### Study text
^^^^^^^^
Meanwhile, McElvany took a more direct route into the cannabis industry after what he described as a somewhat “sheltered” upbringing in Granbury. He smoked pot for the first time in college at Tarleton State University.
McElvany was a biomedical science major until he took a deep dive into cannabis culture after realizing cannabis wasn’t “as evil or as bad as I had been led to believe,” he said. He changed not only his major, to agricultural economics so he could study cannabis, but the “whole focus of my life at that point.”
He transferred to Texas A&M University in 1994 and became an insurance underwriter in Colorado after he graduated. He met Driessen in Colorado, “just a couple of ski bums after college,” as Driessen puts it. But even then, before McElvany was able to make his passion for pot his business, he was preparing to be the brains behind Organa Labs and Organa brands.
“I had already begun doing my own experiments when e-cigs popped up around 2007,” McElvany said. “A friend of mine was trying to quit smoking. The first time I saw her using an e-cig, I took it out of her hand and ripped it apart, and figured out a way to put hash oil in it.”
^^^^^^^^
### What you are asked to do
Copy out the full passage about McElvany's path into the cannabis industry word for word, with no changes.

### Data listing
^^^^^^^^
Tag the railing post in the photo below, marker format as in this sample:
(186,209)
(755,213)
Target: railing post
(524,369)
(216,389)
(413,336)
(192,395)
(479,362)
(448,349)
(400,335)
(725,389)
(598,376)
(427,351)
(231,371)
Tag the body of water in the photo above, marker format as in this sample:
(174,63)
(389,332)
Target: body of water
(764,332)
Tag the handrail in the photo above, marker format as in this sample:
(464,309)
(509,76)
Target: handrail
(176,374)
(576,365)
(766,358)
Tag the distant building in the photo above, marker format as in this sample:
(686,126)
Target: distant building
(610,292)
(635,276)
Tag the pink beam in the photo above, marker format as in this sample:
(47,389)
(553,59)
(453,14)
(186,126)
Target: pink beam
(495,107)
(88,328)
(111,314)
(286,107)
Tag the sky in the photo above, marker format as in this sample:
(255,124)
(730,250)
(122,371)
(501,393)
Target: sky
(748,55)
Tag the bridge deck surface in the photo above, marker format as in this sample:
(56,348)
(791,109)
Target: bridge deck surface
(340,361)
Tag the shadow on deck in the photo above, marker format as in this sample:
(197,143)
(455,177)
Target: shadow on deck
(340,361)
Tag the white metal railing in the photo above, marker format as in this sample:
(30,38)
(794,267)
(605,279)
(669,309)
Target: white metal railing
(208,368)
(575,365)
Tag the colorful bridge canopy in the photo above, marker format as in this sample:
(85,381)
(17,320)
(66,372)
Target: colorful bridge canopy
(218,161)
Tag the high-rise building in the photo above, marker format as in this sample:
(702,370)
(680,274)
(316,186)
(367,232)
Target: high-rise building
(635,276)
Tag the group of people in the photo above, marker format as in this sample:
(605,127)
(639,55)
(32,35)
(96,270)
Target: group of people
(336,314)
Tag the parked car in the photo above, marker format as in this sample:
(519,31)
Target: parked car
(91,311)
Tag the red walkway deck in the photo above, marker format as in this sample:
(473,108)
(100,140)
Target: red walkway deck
^^^^^^^^
### Answer space
Meanwhile, McElvany took a more direct route into the cannabis industry after what he described as a somewhat “sheltered” upbringing in Granbury. He smoked pot for the first time in college at Tarleton State University.
McElvany was a biomedical science major until he took a deep dive into cannabis culture after realizing cannabis wasn’t “as evil or as bad as I had been led to believe,” he said. He changed not only his major, to agricultural economics so he could study cannabis, but the “whole focus of my life at that point.”
He transferred to Texas A&M University in 1994 and became an insurance underwriter in Colorado after he graduated. He met Driessen in Colorado, “just a couple of ski bums after college,” as Driessen puts it. But even then, before McElvany was able to make his passion for pot his business, he was preparing to be the brains behind Organa Labs and Organa brands.
“I had already begun doing my own experiments when e-cigs popped up around 2007,” McElvany said. “A friend of mine was trying to quit smoking. The first time I saw her using an e-cig, I took it out of her hand and ripped it apart, and figured out a way to put hash oil in it.”